## ENTRIES PROVIDED

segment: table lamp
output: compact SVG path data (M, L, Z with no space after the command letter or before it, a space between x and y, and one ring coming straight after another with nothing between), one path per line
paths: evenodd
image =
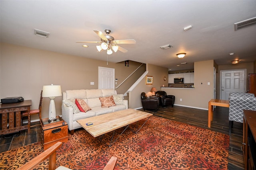
M156 96L156 89L155 87L152 87L151 88L151 90L150 90L150 92L152 92L152 96Z
M56 110L54 99L55 97L62 96L61 88L60 85L45 85L43 86L43 97L48 97L51 100L49 106L49 118L48 122L56 121Z

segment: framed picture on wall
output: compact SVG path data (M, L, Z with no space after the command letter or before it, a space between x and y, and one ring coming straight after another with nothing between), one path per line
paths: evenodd
M153 84L153 76L146 76L146 84Z

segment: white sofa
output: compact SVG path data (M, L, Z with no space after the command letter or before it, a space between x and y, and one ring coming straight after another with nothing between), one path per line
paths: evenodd
M123 97L122 102L119 100L118 102L115 102L116 106L102 107L99 98L111 96L113 96L114 100L115 97L119 96L119 99L120 96ZM86 113L80 111L74 113L73 108L70 106L68 107L64 103L66 103L65 101L74 100L72 99L83 100L92 109ZM74 129L82 127L76 122L78 120L127 109L128 109L128 101L124 100L122 95L118 95L114 89L74 90L62 92L62 118L68 123L71 135L74 134Z

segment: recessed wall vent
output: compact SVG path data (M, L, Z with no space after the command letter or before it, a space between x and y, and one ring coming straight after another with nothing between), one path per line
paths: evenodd
M256 24L256 17L235 23L235 31Z
M44 38L48 37L50 35L49 33L36 29L34 29L34 34L39 37L43 37Z
M163 45L162 46L161 46L160 47L160 48L162 49L169 49L170 48L172 48L173 47L170 44L167 44L167 45Z

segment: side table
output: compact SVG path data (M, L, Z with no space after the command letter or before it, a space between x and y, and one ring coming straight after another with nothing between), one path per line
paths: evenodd
M57 116L56 122L48 122L48 118L42 119L40 139L44 149L46 150L58 142L67 142L68 140L68 124Z

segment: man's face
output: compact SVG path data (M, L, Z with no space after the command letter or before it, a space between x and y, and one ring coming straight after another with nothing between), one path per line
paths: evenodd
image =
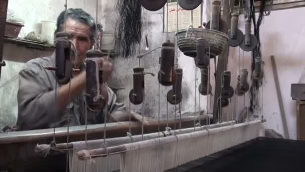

## TASK GOAL
Copy all the material above again, substituting "nonzero" for every "evenodd" and keeping everything else the same. Leave the pictures out of your copy.

## REPLY
segment: table lamp
output: compact SVG path data (M, L, Z with no space after the command letter or before it, a space between x and y, and one ring coming straight after another with nothing between), one path per line
paths: nonzero
image =
M156 96L156 89L155 87L152 87L151 88L151 90L150 90L150 92L152 92L152 96Z
M56 110L54 99L55 97L62 96L61 88L60 85L45 85L43 86L43 97L48 97L51 100L49 106L49 118L48 122L56 121Z

segment: framed picture on wall
output: compact SVG path data (M, L, Z with no space after the command letter or before it, a space between x and y, and one ring coming straight after another with nothing between), one path per line
paths: nonzero
M153 84L153 76L146 76L146 84Z

segment: white sofa
output: compact SVG path data (M, L, Z with no space after the command letter or before it, a space between x and y, and one ring coming straight after another with nothing between), one path per line
paths: nonzero
M123 97L122 102L119 100L118 102L115 102L116 106L102 107L99 98L111 96L113 96L114 100L115 97L119 96L119 99L120 96ZM86 113L80 111L74 113L73 108L70 106L68 107L64 103L66 103L65 101L74 100L72 99L83 100L92 109ZM74 129L82 127L76 122L78 120L127 109L128 109L128 101L124 100L122 95L118 95L114 89L74 90L62 92L62 118L68 123L71 135L74 134Z

segment: recessed wall vent
output: compact SVG path data (M, L, Z with no space after the command letter or before it, a space between x and y, and one ring coming straight after another with nothing between), one path per line
paths: nonzero
M256 24L256 17L235 23L235 31Z
M44 38L48 37L50 35L49 33L36 29L34 29L34 34L39 37L43 37Z
M163 45L162 46L161 46L160 47L160 48L162 49L169 49L170 48L172 48L173 47L170 44L167 44L167 45Z

segment: side table
output: compact SVG path data (M, L, Z with no space after the command letter or before it, a space between x and y, and one ring coming straight after another with nothing between), one path per line
paths: nonzero
M57 116L56 122L48 122L48 118L42 119L40 139L44 149L46 150L58 142L67 142L68 140L68 124Z

segment: man's face
output: compact SVG path data (M, L, Z with no space after the command letter or before it, a space between x and y, and one ring coming straight after another with nothing between), one path per line
paths: nonzero
image =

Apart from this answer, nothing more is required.